*TASK TO CARRY OUT*: Recast the items below as a Markdown table with the columns No. and Line, putting each line in its own numbered row and leaving out blank lines.

Position annotation records:
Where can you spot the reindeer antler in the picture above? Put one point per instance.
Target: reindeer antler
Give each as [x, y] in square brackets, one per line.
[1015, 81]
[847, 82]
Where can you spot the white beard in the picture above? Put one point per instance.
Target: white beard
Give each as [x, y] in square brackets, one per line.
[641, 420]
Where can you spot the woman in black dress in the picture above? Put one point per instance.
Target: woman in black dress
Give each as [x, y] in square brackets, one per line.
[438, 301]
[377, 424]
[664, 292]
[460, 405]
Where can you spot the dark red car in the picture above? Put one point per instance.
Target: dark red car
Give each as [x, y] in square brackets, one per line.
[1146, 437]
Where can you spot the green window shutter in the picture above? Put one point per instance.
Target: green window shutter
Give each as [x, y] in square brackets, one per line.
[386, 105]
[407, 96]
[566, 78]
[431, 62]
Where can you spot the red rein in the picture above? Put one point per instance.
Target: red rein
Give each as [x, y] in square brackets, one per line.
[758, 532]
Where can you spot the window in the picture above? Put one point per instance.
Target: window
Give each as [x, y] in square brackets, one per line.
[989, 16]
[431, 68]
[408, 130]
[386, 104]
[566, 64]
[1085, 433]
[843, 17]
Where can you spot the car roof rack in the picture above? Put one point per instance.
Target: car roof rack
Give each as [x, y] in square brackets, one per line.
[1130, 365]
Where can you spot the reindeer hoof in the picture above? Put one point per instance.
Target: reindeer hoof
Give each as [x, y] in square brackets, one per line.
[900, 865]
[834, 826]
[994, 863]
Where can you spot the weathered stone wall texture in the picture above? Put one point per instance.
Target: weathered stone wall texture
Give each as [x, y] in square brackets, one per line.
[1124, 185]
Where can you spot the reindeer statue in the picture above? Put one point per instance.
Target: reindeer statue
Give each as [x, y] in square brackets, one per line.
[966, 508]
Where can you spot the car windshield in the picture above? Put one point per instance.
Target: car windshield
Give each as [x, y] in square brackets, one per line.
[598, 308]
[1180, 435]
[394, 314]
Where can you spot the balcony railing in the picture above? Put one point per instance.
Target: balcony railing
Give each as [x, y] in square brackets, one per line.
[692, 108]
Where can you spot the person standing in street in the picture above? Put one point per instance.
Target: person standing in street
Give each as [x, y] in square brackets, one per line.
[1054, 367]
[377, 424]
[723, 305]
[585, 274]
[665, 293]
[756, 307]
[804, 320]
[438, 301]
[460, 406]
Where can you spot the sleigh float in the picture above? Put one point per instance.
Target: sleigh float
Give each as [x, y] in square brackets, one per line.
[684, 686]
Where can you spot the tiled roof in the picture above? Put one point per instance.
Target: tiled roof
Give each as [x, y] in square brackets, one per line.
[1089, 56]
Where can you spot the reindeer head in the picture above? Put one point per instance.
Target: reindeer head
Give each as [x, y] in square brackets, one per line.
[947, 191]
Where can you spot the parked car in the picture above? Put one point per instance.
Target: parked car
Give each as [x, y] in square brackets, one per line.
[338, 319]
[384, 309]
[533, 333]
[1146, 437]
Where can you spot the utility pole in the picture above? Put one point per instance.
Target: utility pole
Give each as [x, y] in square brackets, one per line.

*SOLUTION*:
| No. | Line |
|---|---|
| 1 | Where can you spot the reindeer antler in the picture above? Put one point per instance. |
| 2 | Target: reindeer antler |
| 3 | Give each as [x, y] in square brackets, one per line. |
| 4 | [1015, 81] |
| 5 | [847, 82] |
| 6 | Where can you spot the white beard in the picture above? Put one point per instance. |
| 7 | Target: white beard |
| 8 | Give each as [x, y] in square brackets, one per line. |
| 9 | [641, 420] |
| 10 | Where can you spot the woman in black dress in the picture above? Put one point per instance. |
| 11 | Target: woman in black dress |
| 12 | Give each as [x, y] in square brackets, one per line. |
| 13 | [438, 301] |
| 14 | [377, 424] |
| 15 | [664, 292] |
| 16 | [460, 405] |
| 17 | Where can you spot the dark red car in the picture above? Put one point per instance. |
| 18 | Target: dark red car |
| 19 | Give each as [x, y] in square brackets, one per line. |
| 20 | [1146, 437] |
| 21 | Where can you spot the green window shutter in the picture above? Put one point per instance. |
| 22 | Target: green window shutter |
| 23 | Give each as [x, y] in square brackets, one per line. |
| 24 | [386, 105] |
| 25 | [407, 96] |
| 26 | [566, 78] |
| 27 | [431, 62] |
| 28 | Where can you spot the red rein in the picture above? Put one point per instance. |
| 29 | Target: red rein |
| 30 | Give each as [x, y] in square brackets, one per line. |
| 31 | [758, 532] |
| 32 | Where can you spot the window in the picture above? Put one point per instance. |
| 33 | Target: window |
| 34 | Give each as [x, y] in square brackets, one per line. |
| 35 | [989, 16] |
| 36 | [431, 68] |
| 37 | [408, 130] |
| 38 | [386, 104] |
| 39 | [566, 64] |
| 40 | [1085, 433] |
| 41 | [843, 17] |
| 42 | Where can you spot the car roof rack in the picture above? Put one point per instance. |
| 43 | Target: car roof rack |
| 44 | Give each as [x, y] in square brackets, one per line. |
| 45 | [1130, 365] |
| 46 | Where can you spot the reindeer hoof in the picture above? Put one point per instance. |
| 47 | Target: reindeer hoof |
| 48 | Give each as [x, y] in square brackets, one per line. |
| 49 | [900, 865] |
| 50 | [834, 826] |
| 51 | [994, 863] |
| 52 | Where can you spot the weathered stone wall texture in the picture above? Put one point per instance. |
| 53 | Target: weathered stone wall texture |
| 54 | Give each as [x, y] in square brackets, one per line. |
| 55 | [1124, 185] |
| 56 | Where can you spot the reindeer statue in the picture above? Put one point per instance. |
| 57 | Target: reindeer statue |
| 58 | Give each as [x, y] in square brackets, one per line. |
| 59 | [966, 508] |
| 60 | Where can you spot the car windshield in the picture above? Put one point per instance. |
| 61 | Target: car windshield |
| 62 | Give each as [x, y] in square brackets, one per line. |
| 63 | [598, 308] |
| 64 | [1180, 435] |
| 65 | [394, 314] |
| 66 | Where can you spot the balcony railing in the picture above? Put one point per instance. |
| 67 | Target: balcony railing |
| 68 | Give each as [x, y] in square brackets, one per line. |
| 69 | [692, 108] |
| 70 | Where can you spot the person standing in street in the picture above? Put one point per instance. |
| 71 | Target: person standing in street |
| 72 | Give each as [x, y] in square brackets, one per line. |
| 73 | [1054, 367] |
| 74 | [377, 424] |
| 75 | [723, 305] |
| 76 | [585, 274] |
| 77 | [665, 293] |
| 78 | [756, 307] |
| 79 | [804, 320] |
| 80 | [438, 301] |
| 81 | [460, 406] |
| 82 | Where can you spot the sleigh float in the picture above? Put one point per instance. |
| 83 | Target: sleigh float |
| 84 | Give each as [x, y] in square brackets, one per line. |
| 85 | [684, 686] |
| 86 | Where can you spot the tiled roof in the picture above? Put one point per instance. |
| 87 | Target: tiled roof |
| 88 | Give each as [x, y] in square brackets, one per line. |
| 89 | [1089, 56] |
| 90 | Where can you spot the reindeer head in the picture above? Put one point per instance. |
| 91 | Target: reindeer head |
| 92 | Give each as [x, y] in square brackets, one per line. |
| 93 | [947, 191] |
| 94 | Where can you spot the parked car in the picture above? Put one point per instance. |
| 95 | Target: parked car |
| 96 | Give each as [x, y] in square brackets, one per line. |
| 97 | [338, 319] |
| 98 | [384, 309] |
| 99 | [533, 333] |
| 100 | [1146, 437] |
| 101 | Where can you spot the utility pole in the picture above? Put one point per instance. |
| 102 | Target: utility pole |
| 103 | Give each as [x, y] in square brackets, one per line. |